--- START ---
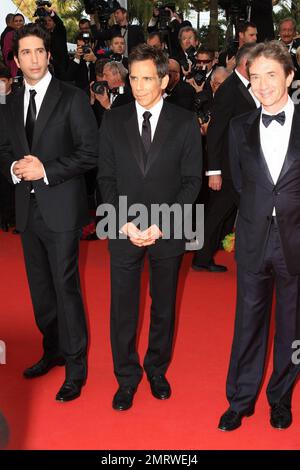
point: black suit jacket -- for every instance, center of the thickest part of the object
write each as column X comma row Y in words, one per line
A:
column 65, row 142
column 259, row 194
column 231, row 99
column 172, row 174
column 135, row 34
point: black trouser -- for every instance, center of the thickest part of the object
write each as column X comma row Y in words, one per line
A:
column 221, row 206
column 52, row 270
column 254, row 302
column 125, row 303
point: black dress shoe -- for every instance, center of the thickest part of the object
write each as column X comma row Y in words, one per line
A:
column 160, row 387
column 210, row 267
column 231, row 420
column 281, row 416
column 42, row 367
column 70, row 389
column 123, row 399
--- END ---
--- START ---
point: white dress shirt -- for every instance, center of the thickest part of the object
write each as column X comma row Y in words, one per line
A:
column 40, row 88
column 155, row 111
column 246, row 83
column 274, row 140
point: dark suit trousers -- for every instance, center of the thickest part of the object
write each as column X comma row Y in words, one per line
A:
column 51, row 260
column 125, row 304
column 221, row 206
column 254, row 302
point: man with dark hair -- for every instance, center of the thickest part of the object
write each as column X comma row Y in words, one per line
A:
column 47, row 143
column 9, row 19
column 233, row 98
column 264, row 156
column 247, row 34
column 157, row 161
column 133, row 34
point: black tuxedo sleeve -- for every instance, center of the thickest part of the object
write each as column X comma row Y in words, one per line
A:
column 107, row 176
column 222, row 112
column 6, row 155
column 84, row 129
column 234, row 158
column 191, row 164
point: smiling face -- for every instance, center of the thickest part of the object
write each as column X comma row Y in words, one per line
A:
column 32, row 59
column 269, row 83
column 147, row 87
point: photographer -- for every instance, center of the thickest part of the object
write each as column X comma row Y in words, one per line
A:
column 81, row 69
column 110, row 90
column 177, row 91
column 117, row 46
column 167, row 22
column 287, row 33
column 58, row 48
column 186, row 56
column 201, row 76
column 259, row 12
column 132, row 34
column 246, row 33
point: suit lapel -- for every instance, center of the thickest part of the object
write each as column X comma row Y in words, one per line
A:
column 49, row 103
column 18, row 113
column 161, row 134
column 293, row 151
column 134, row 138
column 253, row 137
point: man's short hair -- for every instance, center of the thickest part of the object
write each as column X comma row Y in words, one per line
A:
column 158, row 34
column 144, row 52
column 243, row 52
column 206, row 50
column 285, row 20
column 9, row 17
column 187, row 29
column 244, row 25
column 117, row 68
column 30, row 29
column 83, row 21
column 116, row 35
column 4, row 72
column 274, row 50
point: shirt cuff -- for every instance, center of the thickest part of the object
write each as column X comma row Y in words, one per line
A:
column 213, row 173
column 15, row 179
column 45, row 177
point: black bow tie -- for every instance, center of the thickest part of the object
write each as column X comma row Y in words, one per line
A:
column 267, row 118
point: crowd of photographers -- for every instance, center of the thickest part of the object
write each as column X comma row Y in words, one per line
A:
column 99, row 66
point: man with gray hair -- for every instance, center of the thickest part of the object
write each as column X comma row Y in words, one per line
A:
--- END ---
--- START ---
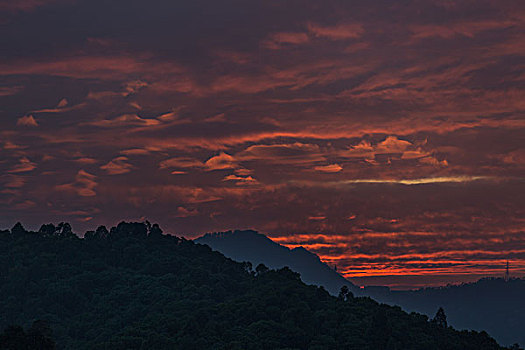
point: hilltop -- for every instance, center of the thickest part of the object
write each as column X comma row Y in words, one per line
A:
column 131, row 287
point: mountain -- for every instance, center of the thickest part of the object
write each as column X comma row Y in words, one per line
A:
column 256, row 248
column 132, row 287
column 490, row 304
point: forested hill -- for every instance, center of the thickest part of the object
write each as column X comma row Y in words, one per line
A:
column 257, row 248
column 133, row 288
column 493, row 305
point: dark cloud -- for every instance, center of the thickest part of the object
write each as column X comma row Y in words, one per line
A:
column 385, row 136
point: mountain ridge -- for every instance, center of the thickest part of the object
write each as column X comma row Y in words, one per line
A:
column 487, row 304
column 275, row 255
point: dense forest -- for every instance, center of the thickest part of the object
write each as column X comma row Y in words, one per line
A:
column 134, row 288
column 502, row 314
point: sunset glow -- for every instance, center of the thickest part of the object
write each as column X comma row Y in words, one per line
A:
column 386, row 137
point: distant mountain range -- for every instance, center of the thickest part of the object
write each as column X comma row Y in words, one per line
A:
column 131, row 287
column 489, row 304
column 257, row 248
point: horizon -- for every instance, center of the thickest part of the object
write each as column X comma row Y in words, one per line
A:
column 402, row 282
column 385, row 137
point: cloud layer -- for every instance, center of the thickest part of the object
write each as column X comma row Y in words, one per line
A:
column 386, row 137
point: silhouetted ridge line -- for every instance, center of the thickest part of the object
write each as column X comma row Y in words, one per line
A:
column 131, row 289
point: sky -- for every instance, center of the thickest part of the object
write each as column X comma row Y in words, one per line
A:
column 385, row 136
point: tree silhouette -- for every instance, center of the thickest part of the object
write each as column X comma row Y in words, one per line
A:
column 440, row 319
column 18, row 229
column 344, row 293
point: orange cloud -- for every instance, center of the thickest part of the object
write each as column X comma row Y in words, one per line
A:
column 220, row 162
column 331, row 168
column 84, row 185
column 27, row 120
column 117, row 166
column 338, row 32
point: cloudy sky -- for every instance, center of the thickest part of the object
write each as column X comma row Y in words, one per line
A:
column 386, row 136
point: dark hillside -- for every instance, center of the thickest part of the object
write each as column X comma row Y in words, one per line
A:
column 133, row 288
--- END ---
▶ **Aim of the exercise**:
Please give only the count of lines above containing "black".

▶ **Response**:
5